**Problem description**
Recast every line of the records below as a JSON list of strings, one string per line, leaving out any blank lines.

**Recorded information**
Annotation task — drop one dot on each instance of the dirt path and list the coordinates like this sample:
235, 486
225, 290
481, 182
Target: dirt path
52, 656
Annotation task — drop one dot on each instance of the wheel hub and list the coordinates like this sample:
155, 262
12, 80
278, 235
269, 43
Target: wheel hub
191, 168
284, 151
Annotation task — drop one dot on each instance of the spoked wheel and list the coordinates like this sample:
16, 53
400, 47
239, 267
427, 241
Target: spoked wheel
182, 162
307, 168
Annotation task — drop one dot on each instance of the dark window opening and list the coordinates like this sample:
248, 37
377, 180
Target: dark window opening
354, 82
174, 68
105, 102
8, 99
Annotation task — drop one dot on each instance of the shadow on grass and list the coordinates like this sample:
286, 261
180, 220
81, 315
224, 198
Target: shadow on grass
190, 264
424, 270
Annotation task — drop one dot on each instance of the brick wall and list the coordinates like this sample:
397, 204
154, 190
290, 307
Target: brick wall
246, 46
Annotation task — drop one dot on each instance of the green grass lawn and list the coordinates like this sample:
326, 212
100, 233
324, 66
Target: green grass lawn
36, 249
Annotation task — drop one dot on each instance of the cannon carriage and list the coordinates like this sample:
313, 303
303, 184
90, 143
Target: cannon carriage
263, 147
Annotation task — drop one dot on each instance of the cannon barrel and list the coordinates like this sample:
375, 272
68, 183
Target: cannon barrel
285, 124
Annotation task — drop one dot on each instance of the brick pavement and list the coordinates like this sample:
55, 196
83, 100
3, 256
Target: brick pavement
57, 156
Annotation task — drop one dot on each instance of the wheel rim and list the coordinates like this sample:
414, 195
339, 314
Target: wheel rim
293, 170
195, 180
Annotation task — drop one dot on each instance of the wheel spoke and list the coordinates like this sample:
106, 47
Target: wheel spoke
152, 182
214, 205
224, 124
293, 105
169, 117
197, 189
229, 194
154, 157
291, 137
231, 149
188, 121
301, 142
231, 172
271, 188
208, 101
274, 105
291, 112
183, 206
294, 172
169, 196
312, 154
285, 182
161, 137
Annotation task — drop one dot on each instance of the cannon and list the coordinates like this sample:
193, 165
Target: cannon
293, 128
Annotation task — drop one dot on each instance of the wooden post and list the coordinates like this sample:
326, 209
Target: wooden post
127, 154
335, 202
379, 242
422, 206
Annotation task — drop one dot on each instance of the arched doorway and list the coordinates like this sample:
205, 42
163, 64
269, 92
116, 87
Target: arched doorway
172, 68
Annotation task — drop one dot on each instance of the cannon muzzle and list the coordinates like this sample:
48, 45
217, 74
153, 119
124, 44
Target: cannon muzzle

**Finished answer**
[
  "Annotation task — drop one dot on each instance of the dirt path and list the coordinates like this sample:",
  "235, 486",
  "225, 290",
  "481, 182",
  "Target: dirt path",
  "52, 656",
  "Annotation task — drop one dot on each instance of the wheel hub and list the coordinates like this sample:",
  "155, 262",
  "12, 80",
  "278, 235",
  "269, 43",
  "Target: wheel hub",
  "191, 168",
  "284, 151",
  "Annotation task — drop one dot on each instance of the spoked wheel and list the coordinates like this sample:",
  "16, 53",
  "400, 47",
  "239, 267",
  "427, 241",
  "Target: spoked wheel",
  "182, 162",
  "307, 168",
  "Annotation task — drop one dot on each instance of the dark window opening and list the coordinates like this sample:",
  "248, 37",
  "377, 180",
  "Target: dark window opening",
  "354, 82",
  "174, 68",
  "105, 102",
  "8, 99",
  "Annotation task — drop one dot on each instance of the shadow on grass and list the coordinates like this sample:",
  "286, 261",
  "180, 220",
  "81, 315",
  "224, 198",
  "Target: shadow on grass",
  "190, 264",
  "424, 270",
  "Annotation task — drop one dot on each instance of the brick wall and list the coordinates like this sample:",
  "397, 204",
  "154, 190",
  "290, 307",
  "Target: brick wall",
  "246, 46",
  "Annotation task — drop one dot on each instance of the green grass lawn and list the coordinates like this sample:",
  "326, 212",
  "100, 233",
  "324, 66",
  "Target: green grass lawn",
  "36, 249",
  "Annotation task — drop one dot on each instance of the cannon carriage and list the coordinates like this sample:",
  "313, 303",
  "303, 184",
  "90, 143",
  "Target: cannon carriage",
  "263, 147",
  "Annotation task — drop one dot on each instance of the cannon barrel and list the coordinates like this sample:",
  "375, 272",
  "68, 183",
  "Target: cannon barrel",
  "285, 124",
  "Annotation task — drop one dot on each instance of the brick pavement and list the coordinates like this sample:",
  "55, 196",
  "83, 100",
  "3, 256",
  "Target: brick pavement",
  "57, 156",
  "Annotation task — drop one dot on each instance of the wheel rim and list the coordinates like this sample:",
  "414, 195",
  "339, 314",
  "Target: wheel rim",
  "293, 170",
  "195, 180",
  "Annotation task — drop one dot on each instance of the wheel spoke and list the coordinates like this sample:",
  "106, 47",
  "Target: wheel spoke",
  "152, 182",
  "214, 205",
  "224, 124",
  "293, 105",
  "169, 117",
  "197, 189",
  "229, 194",
  "154, 157",
  "291, 137",
  "231, 149",
  "188, 121",
  "301, 142",
  "231, 172",
  "271, 188",
  "208, 101",
  "274, 105",
  "291, 112",
  "183, 206",
  "294, 172",
  "169, 196",
  "312, 154",
  "285, 182",
  "161, 137",
  "Annotation task — drop one dot on each instance of the cannon and list the coordinates like this sample:",
  "193, 165",
  "Target: cannon",
  "293, 128",
  "Annotation task — drop one dot on each instance of the wooden post and list the coordinates like this sample:",
  "326, 209",
  "Target: wooden post",
  "127, 154",
  "335, 202",
  "379, 242",
  "422, 206",
  "Annotation task — drop one dot on each instance of the arched doorway and list the coordinates like this sample:",
  "205, 42",
  "163, 64",
  "269, 92",
  "116, 87",
  "Target: arched doorway",
  "172, 68",
  "Annotation task — drop one dot on each instance of the cannon muzzle and list the coordinates like this sample:",
  "48, 45",
  "217, 74",
  "153, 119",
  "124, 44",
  "Target: cannon muzzle"
]